Could you copy the records below exactly, leaving out any pictures?

# [Saved data entries]
※

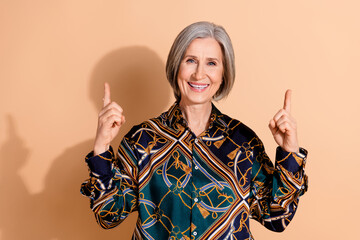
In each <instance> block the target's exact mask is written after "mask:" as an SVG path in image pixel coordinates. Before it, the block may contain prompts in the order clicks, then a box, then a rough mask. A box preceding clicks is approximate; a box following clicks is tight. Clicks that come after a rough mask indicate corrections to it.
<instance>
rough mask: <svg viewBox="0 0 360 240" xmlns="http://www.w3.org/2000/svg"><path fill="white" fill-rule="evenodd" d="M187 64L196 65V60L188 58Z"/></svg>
mask: <svg viewBox="0 0 360 240" xmlns="http://www.w3.org/2000/svg"><path fill="white" fill-rule="evenodd" d="M186 62H187V63H195V60H194V59H192V58H188V59H187V60H186Z"/></svg>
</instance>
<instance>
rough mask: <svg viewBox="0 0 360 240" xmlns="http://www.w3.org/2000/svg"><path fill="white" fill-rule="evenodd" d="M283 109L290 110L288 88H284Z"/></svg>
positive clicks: (288, 111)
mask: <svg viewBox="0 0 360 240" xmlns="http://www.w3.org/2000/svg"><path fill="white" fill-rule="evenodd" d="M283 109H284V110H286V111H288V112H290V111H291V90H290V89H288V90H286V93H285V99H284V107H283Z"/></svg>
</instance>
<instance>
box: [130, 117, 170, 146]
mask: <svg viewBox="0 0 360 240" xmlns="http://www.w3.org/2000/svg"><path fill="white" fill-rule="evenodd" d="M163 115H164V113H163V114H161V115H160V116H158V117H154V118H151V119H148V120H145V121H143V122H141V123H139V124H136V125H134V126H133V127H132V128H131V129H130V131H129V132H128V133H127V134H125V136H124V138H125V139H126V140H131V139H142V140H147V141H150V140H151V139H154V137H155V136H156V135H159V133H160V132H161V130H160V129H161V128H164V127H165V125H166V123H165V122H164V121H163Z"/></svg>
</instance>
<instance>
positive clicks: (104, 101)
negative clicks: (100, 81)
mask: <svg viewBox="0 0 360 240" xmlns="http://www.w3.org/2000/svg"><path fill="white" fill-rule="evenodd" d="M103 101H104V105H103V106H104V107H105V106H107V105H108V104H109V103H111V99H110V85H109V84H108V83H107V82H106V83H105V84H104V98H103Z"/></svg>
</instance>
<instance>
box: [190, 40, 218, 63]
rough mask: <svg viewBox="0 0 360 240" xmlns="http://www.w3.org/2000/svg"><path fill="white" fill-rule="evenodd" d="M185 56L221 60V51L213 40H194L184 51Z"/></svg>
mask: <svg viewBox="0 0 360 240" xmlns="http://www.w3.org/2000/svg"><path fill="white" fill-rule="evenodd" d="M186 55H194V56H198V57H209V58H218V59H221V58H222V50H221V47H220V44H219V43H218V42H217V41H216V40H215V39H214V38H196V39H194V40H193V41H192V42H191V43H190V44H189V46H188V48H187V49H186Z"/></svg>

※

# [Task solution]
In each <instance> block the target's exact mask is written after "mask:" as an SVG path in image pixel coordinates. Before it, the block may contain prompts in the order clicks, then a box, then a rough mask. A box preceding clicks is approximate; a box following clicks is tight. Clicks that come after a rough mask indicate corrections to it.
<instance>
rough mask: <svg viewBox="0 0 360 240" xmlns="http://www.w3.org/2000/svg"><path fill="white" fill-rule="evenodd" d="M187 64L196 65V60L188 58Z"/></svg>
mask: <svg viewBox="0 0 360 240" xmlns="http://www.w3.org/2000/svg"><path fill="white" fill-rule="evenodd" d="M186 62H187V63H195V60H194V59H192V58H188V59H187V60H186Z"/></svg>
</instance>
<instance>
rough mask: <svg viewBox="0 0 360 240" xmlns="http://www.w3.org/2000/svg"><path fill="white" fill-rule="evenodd" d="M283 109L290 110L288 88H284Z"/></svg>
positive clicks: (288, 111)
mask: <svg viewBox="0 0 360 240" xmlns="http://www.w3.org/2000/svg"><path fill="white" fill-rule="evenodd" d="M283 109H284V110H286V111H288V112H290V111H291V90H290V89H288V90H286V93H285V99H284V107H283Z"/></svg>
</instance>
<instance>
box: [130, 117, 170, 146]
mask: <svg viewBox="0 0 360 240" xmlns="http://www.w3.org/2000/svg"><path fill="white" fill-rule="evenodd" d="M163 115H164V113H163V114H161V115H160V116H158V117H154V118H151V119H148V120H145V121H143V122H141V123H139V124H136V125H134V126H133V127H132V128H131V129H130V131H129V132H128V133H127V134H125V136H124V138H125V139H126V140H131V139H142V140H147V141H150V140H151V139H154V137H155V136H156V135H159V133H160V132H161V130H160V129H161V128H164V127H165V125H166V123H165V122H164V121H163Z"/></svg>
</instance>
<instance>
positive clicks: (104, 101)
negative clicks: (100, 81)
mask: <svg viewBox="0 0 360 240" xmlns="http://www.w3.org/2000/svg"><path fill="white" fill-rule="evenodd" d="M103 101H104V105H103V106H104V107H105V106H107V105H108V104H109V103H111V99H110V85H109V84H108V83H107V82H106V83H105V84H104V98H103Z"/></svg>
</instance>
<instance>
box: [190, 40, 218, 63]
rough mask: <svg viewBox="0 0 360 240" xmlns="http://www.w3.org/2000/svg"><path fill="white" fill-rule="evenodd" d="M185 56L221 60V51L213 40H194L184 51Z"/></svg>
mask: <svg viewBox="0 0 360 240" xmlns="http://www.w3.org/2000/svg"><path fill="white" fill-rule="evenodd" d="M186 55H194V56H198V57H209V58H218V59H221V58H222V50H221V47H220V44H219V43H218V42H217V41H216V40H215V39H214V38H196V39H194V40H193V41H192V42H191V43H190V44H189V46H188V48H187V49H186Z"/></svg>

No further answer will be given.